> _YOUR GOAL_: Return every line of the entries below that contains the word "bark".

> _DATASET EXTRACT_:
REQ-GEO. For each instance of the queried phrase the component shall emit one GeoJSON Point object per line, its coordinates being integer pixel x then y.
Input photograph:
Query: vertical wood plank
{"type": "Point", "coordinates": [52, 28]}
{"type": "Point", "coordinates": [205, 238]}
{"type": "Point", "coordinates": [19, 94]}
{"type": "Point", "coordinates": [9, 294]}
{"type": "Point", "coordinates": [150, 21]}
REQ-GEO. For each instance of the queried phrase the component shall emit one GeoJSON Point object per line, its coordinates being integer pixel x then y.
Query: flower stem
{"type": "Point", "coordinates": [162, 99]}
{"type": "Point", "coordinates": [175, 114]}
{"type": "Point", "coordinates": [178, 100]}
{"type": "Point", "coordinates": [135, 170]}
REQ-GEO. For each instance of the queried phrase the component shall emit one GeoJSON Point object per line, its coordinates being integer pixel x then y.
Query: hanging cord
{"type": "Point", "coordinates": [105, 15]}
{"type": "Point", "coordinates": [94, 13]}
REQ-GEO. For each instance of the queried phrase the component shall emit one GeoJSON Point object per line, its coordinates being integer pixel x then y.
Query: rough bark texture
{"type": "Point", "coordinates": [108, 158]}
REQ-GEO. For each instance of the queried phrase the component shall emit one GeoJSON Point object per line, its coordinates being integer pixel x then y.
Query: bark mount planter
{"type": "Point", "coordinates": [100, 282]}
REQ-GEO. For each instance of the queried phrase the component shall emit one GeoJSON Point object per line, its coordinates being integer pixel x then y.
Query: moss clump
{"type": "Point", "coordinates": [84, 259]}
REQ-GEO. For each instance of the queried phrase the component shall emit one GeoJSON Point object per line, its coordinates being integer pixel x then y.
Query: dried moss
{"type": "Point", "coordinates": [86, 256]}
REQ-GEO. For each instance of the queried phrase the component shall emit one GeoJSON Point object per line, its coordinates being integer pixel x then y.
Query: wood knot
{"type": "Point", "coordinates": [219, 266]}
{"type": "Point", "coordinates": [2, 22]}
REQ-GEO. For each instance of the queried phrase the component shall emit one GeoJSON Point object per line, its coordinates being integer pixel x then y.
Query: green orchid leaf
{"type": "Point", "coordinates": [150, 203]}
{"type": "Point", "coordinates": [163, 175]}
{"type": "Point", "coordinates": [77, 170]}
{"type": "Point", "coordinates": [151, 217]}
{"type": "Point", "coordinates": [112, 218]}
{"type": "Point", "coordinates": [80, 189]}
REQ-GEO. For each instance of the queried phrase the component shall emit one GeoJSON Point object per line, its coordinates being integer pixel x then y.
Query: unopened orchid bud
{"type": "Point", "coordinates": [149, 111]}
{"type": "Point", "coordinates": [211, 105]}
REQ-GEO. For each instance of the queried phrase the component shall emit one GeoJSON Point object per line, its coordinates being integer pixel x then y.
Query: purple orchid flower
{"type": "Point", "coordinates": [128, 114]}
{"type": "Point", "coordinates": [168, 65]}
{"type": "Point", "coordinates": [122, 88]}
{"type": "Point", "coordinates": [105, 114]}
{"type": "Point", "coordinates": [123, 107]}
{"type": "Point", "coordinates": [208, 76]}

> _EXERCISE ANSWER_:
Query: rough bark texture
Query: bark mount planter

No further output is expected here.